Document extract ▸
▼▼▼

Getting into research
Research helps us try and explain things. It can help us understand the impacts of a new treatment.
There are many ways you can make a difference through research.
You might be considering getting involved in research. Or you might have a lot of experience and want to help others get started. You may choose to help co-design the research as part of a research team. Or participate in a research study.
Here are answers to some of the questions you might have.
What difference can I make?
You can make a difference at every stage of stroke research. As part of the research team you can:
- help choose the research question and what is measured
- share the results or
- decide what questions to study next.
(Adapted from Consumers in Research Training (Cancer Council NSW).)
What kinds of involvement are there?
There are many ways to be involved:
- Lived-experience contributor is someone who is an expert because of what they’ve gone through. They may have had a stroke, or they are a carer or family member of a person who has had a stroke. Consumer is often also used to describe people with lived experience.
- Research participant is someone who contributes data to the study. This could be something physical, or their views through surveys or focus groups. Study recruit is another name for a participant.
- Patient is someone who is getting treatment from a health professional, usually in hospital. Patients can also be part of research, as long as ethics protocols are followed.
All types of involvement are valuable.
“I would like to think that I survived to make a difference in this world. And if that’s by doing research or helping research to exist and…I change just one person’s life, that means I’ve done what I was meant to do.”
– Brooke Parsons, lived-experience contributor.
What’s it like being involved with a research team?
Hear stories from lived-experience contributors and researchers:
You can find more consumer stories and advice at the Australian Clinical Trials Alliance.
How do I get started working with researchers?
If you're thinking about getting into research as a lived-experience contributor, check out our e-learning module on working with researchers.
The module takes about 30 minutes to complete. It includes tips from other people impacted by stroke, and the researchers they work with.
Are people paid to do research?
Sometimes people are paid, depending on the project.
When possible, projects reimburse expenses. This can include travel or parking. There may also be a gift or contribution fee to recognise people’s expertise, time and effort.

▲▲▲

Record extracts ▸
▼▼▼

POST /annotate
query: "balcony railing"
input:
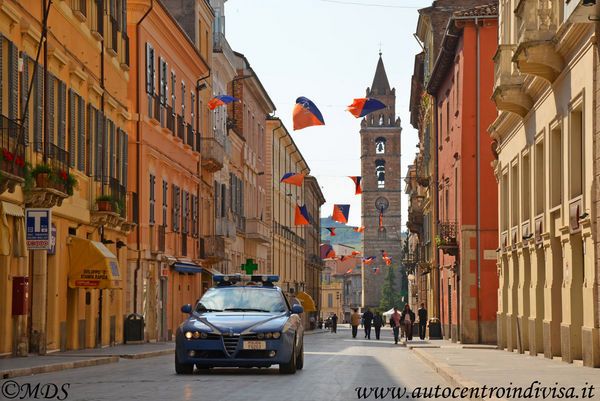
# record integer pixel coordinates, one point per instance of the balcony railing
(12, 159)
(212, 154)
(447, 237)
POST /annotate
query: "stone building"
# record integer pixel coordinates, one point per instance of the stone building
(75, 128)
(461, 84)
(381, 187)
(546, 91)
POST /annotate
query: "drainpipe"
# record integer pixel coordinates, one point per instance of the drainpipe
(478, 76)
(138, 156)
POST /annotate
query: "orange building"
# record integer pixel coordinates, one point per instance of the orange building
(168, 171)
(467, 192)
(74, 125)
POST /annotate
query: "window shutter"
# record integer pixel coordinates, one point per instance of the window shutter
(24, 91)
(51, 114)
(125, 155)
(81, 134)
(72, 131)
(124, 17)
(99, 140)
(149, 57)
(91, 134)
(13, 81)
(112, 156)
(38, 108)
(62, 115)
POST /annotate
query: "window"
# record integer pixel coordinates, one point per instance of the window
(152, 181)
(165, 193)
(380, 173)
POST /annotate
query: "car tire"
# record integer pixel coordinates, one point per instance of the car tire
(183, 368)
(300, 358)
(289, 368)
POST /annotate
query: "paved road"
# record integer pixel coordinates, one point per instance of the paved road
(335, 364)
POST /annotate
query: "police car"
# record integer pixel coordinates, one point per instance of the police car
(243, 321)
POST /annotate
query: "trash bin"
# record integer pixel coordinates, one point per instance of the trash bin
(133, 328)
(435, 329)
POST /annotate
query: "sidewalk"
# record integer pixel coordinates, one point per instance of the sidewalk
(30, 365)
(478, 365)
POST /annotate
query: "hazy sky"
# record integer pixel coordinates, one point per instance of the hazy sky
(327, 50)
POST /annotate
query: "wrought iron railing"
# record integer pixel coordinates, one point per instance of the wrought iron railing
(12, 145)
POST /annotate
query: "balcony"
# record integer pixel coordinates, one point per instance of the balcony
(508, 93)
(212, 248)
(225, 227)
(118, 213)
(257, 230)
(537, 23)
(49, 192)
(447, 238)
(211, 152)
(12, 159)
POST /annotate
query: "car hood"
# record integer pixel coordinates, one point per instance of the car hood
(239, 322)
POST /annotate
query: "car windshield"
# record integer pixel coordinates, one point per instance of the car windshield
(241, 299)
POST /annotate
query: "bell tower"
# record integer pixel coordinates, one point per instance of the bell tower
(381, 189)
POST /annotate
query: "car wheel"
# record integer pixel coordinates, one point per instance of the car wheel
(183, 368)
(289, 367)
(300, 358)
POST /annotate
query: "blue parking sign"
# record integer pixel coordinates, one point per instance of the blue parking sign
(38, 228)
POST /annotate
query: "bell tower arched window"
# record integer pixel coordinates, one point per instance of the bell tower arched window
(380, 146)
(380, 173)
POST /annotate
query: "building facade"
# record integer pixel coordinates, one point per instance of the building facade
(381, 187)
(71, 129)
(461, 84)
(547, 264)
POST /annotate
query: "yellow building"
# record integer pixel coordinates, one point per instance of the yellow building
(76, 130)
(545, 92)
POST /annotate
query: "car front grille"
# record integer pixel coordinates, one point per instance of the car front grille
(230, 343)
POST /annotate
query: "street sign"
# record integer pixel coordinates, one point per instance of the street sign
(38, 223)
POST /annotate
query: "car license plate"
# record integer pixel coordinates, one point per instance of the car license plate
(255, 345)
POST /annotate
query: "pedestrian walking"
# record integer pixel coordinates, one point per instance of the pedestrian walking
(395, 323)
(377, 323)
(407, 320)
(368, 321)
(422, 312)
(354, 322)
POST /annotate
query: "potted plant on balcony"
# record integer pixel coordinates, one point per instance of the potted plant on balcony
(42, 174)
(104, 203)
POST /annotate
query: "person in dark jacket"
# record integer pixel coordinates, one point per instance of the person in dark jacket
(377, 323)
(407, 320)
(422, 313)
(367, 321)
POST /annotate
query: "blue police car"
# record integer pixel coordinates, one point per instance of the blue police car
(244, 321)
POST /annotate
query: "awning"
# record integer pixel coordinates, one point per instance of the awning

▲▲▲

Assignment ▸
Copy out the "Getting into research" page above word for word, from its heading through the last line.

Task answer ▸
Getting into research
Research helps us try and explain things. It can help us understand the impacts of a new treatment.
There are many ways you can make a difference through research.
You might be considering getting involved in research. Or you might have a lot of experience and want to help others get started. You may choose to help co-design the research as part of a research team. Or participate in a research study.
Here are answers to some of the questions you might have.
What difference can I make?
You can make a difference at every stage of stroke research. As part of the research team you can:
- help choose the research question and what is measured
- share the results or
- decide what questions to study next.
(Adapted from Consumers in Research Training (Cancer Council NSW).)
What kinds of involvement are there?
There are many ways to be involved:
- Lived-experience contributor is someone who is an expert because of what they’ve gone through. They may have had a stroke, or they are a carer or family member of a person who has had a stroke. Consumer is often also used to describe people with lived experience.
- Research participant is someone who contributes data to the study. This could be something physical, or their views through surveys or focus groups. Study recruit is another name for a participant.
- Patient is someone who is getting treatment from a health professional, usually in hospital. Patients can also be part of research, as long as ethics protocols are followed.
All types of involvement are valuable.
“I would like to think that I survived to make a difference in this world. And if that’s by doing research or helping research to exist and…I change just one person’s life, that means I’ve done what I was meant to do.”
– Brooke Parsons, lived-experience contributor.
What’s it like being involved with a research team?
Hear stories from lived-experience contributors and researchers:
You can find more consumer stories and advice at the Australian Clinical Trials Alliance.
How do I get started working with researchers?
If you're thinking about getting into research as a lived-experience contributor, check out our e-learning module on working with researchers.
The module takes about 30 minutes to complete. It includes tips from other people impacted by stroke, and the researchers they work with.
Are people paid to do research?
Sometimes people are paid, depending on the project.
When possible, projects reimburse expenses. This can include travel or parking. There may also be a gift or contribution fee to recognise people’s expertise, time and effort.